INSTRUKSI 1
Tulis ulang baris-baris catatan mulai dari baris yang memuat "For our annual mammal census, mark every light bulb" dan berakhir pada baris yang memuat "[249,319,288,427]". Ganti "light bulb" dengan "lamp" dan biarkan bagian lainnya tetap sama.

Saat membicarakan ancaman lingkungan, kita membayangkan mobil dan cerobong asap. Sebenarnya, problem pangan adalah salah satu bahaya terbesar di bumi.
Pertanian termasuk penyumbang terbesar bagi pemanasan global, menghasilkan gas rumah kaca lebih banyak daripada gabungan mobil, truk, kereta api, dan pesawat terbang. Sebagian besar berasal dari metana yang dilepaskan oleh ternak dan sawah, dinitrogen oksida dari ladang yang dipupuki, dan karbon dioksida dari penebangan hutan hujan untuk bertani atau beternak. Pertanian paling rakus menggunakan persediaan air kita yang berharga dan merupakan salah satu pencemar utama. Limpahan dari pupuk dan kotoran hewan merusak danau, sungai, dan ekosistem pesisir yang rapuh di seluruh dunia. Pertanian juga mempercepat hilangnya keanekaragaman hayati. Ketika membuka padang rumput dan hutan untuk lahan tani, kita melenyapkan habitat penting, sehingga pertanian merupakan salah satu pendorong utama punahnya hidupan liar.

BAGIAN DATA
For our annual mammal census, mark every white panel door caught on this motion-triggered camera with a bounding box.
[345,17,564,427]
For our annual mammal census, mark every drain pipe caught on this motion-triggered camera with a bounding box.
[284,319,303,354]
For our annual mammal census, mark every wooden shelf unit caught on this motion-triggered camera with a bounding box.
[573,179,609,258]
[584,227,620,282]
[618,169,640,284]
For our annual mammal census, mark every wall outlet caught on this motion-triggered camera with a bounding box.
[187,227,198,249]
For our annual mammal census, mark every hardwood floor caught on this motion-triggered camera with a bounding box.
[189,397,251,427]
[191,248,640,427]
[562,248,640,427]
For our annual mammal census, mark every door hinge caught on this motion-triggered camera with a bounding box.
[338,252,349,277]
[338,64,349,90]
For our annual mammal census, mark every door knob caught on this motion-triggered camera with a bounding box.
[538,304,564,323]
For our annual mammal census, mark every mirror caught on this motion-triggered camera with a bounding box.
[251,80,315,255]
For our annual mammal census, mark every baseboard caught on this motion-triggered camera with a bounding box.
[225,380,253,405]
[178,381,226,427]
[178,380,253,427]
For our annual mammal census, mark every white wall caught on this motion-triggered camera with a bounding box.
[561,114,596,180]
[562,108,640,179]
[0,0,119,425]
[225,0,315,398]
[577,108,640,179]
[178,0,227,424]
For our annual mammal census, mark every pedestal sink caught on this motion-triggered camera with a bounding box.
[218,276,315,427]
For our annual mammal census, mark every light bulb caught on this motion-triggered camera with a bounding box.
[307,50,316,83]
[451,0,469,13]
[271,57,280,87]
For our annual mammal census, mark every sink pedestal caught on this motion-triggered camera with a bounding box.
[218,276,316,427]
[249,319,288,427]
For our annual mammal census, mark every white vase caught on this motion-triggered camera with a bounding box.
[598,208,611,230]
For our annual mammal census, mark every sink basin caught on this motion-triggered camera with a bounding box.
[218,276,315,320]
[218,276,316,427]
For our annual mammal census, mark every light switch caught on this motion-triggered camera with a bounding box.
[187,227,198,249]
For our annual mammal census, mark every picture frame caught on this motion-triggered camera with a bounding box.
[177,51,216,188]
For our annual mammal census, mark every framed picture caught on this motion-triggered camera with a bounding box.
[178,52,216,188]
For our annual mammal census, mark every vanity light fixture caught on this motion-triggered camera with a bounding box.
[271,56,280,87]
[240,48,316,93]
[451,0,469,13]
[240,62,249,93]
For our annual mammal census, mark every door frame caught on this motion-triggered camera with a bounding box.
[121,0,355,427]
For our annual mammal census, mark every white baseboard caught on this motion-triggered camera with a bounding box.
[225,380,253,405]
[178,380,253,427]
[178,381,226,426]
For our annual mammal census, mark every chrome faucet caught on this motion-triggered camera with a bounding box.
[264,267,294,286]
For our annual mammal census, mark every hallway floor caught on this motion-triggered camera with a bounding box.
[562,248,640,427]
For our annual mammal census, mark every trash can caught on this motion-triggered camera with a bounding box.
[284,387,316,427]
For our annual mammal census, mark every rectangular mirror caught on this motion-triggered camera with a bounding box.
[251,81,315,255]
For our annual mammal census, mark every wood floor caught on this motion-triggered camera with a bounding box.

INSTRUKSI 2
Menurut cuplikan halaman tentang dampak pertanian, gas apa yang dilepaskan oleh ternak dan sawah?

JAWABAN LATIHAN 1
For our annual mammal census, mark every lamp caught on this motion-triggered camera with a bounding box.
[307,50,316,83]
[451,0,469,13]
[271,57,280,87]
For our annual mammal census, mark every sink pedestal caught on this motion-triggered camera with a bounding box.
[218,276,316,427]
[249,319,288,427]

JAWABAN LATIHAN 2
Metana.